Intervention de Pierre Laurent lors du meeting franco-allemand, Montataire

Journée du souvenir - 7 novembre 2018

 

Cher-e-s camarades et ami-e-s,

Cher Jean-Pierre et Ian,

Cher Thomas,

Je veux commencer par te remercier vivement, Thomas, de ta présence ce soir et de ta participation, toute la journée, aux hommages que nous avons rendus aux morts de la Grande guerre et aux pacifistes qui, aux côtés d'abord de Jean Jaurès puis d'Henri Barbusse, s'étaient levés pour dire « la grande paix humaine est possible » et s'opposer au sacrifice inutile sur l'autel de l'argent-roi et de l'impérialisme européen de dizaines de millions de morts.

Si nous commémorons, avec nos camarades allemands de Die Linke, le Centenaire de l’Armistice du 11 novembre 1918, ce n’est ni pour « fêter une victoire », ni pour « célébrer » une réconciliation qui tairait les causes véritables de ce premier vaste affrontement des impérialismes mondiaux que fut la Première Guerre mondiale. 

En 1914-1918, il n’y eut pas de victoire, il n’y eut que des victimes, des vies et des villes détruites,  des familles endeuillées, des peuples exsangues et humiliés.

Si nous commémorons, à travers ta présence Thomas, nos camarades allemands de Die Linke ce Centenaire c'est pour célébrer « le plus grand des combats » selon les mots de Jaurès, celui de l'exigence de paix et de fraternité entre les peuples.

Le Parti communiste français né du refus de cette immense et inutile boucherie de la Première Guerre mondiale avait fait sienne et n'a jamais oublié les mots d’Anatole France : « On croit mourir pour la patrie ; on meurt pour des industriels. »

▶ [Contenu des données]:
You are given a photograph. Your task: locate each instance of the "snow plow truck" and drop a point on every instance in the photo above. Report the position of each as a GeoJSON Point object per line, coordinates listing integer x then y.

▶ [Actions à mener]:
• 1. Recopiez fidèlement le passage de l'extrait fourni allant de « Intervention de Pierre » à « millions de morts. ».
• 2. Répondez à ces questions d'après l'extrait fourni :
(a) Avec quel parti allemand la commémoration est-elle organisée ?
(b) À qui sont attribués les mots « On croit mourir pour la patrie ; on meurt pour des industriels » ?
(c) Quelle est la date de l'Armistice dont on commémore le Centenaire ?

▶ [Liste des réponses]:
• 1.
Intervention de Pierre Laurent lors du meeting franco-allemand, Montataire

Journée du souvenir - 7 novembre 2018

 

Cher-e-s camarades et ami-e-s,

Cher Jean-Pierre et Ian,

Cher Thomas,

Je veux commencer par te remercier vivement, Thomas, de ta présence ce soir et de ta participation, toute la journée, aux hommages que nous avons rendus aux morts de la Grande guerre et aux pacifistes qui, aux côtés d'abord de Jean Jaurès puis d'Henri Barbusse, s'étaient levés pour dire « la grande paix humaine est possible » et s'opposer au sacrifice inutile sur l'autel de l'argent-roi et de l'impérialisme européen de dizaines de millions de morts.

• 2.
(a) Die Linke
(b) Anatole France
(c) Le 11 novembre 1918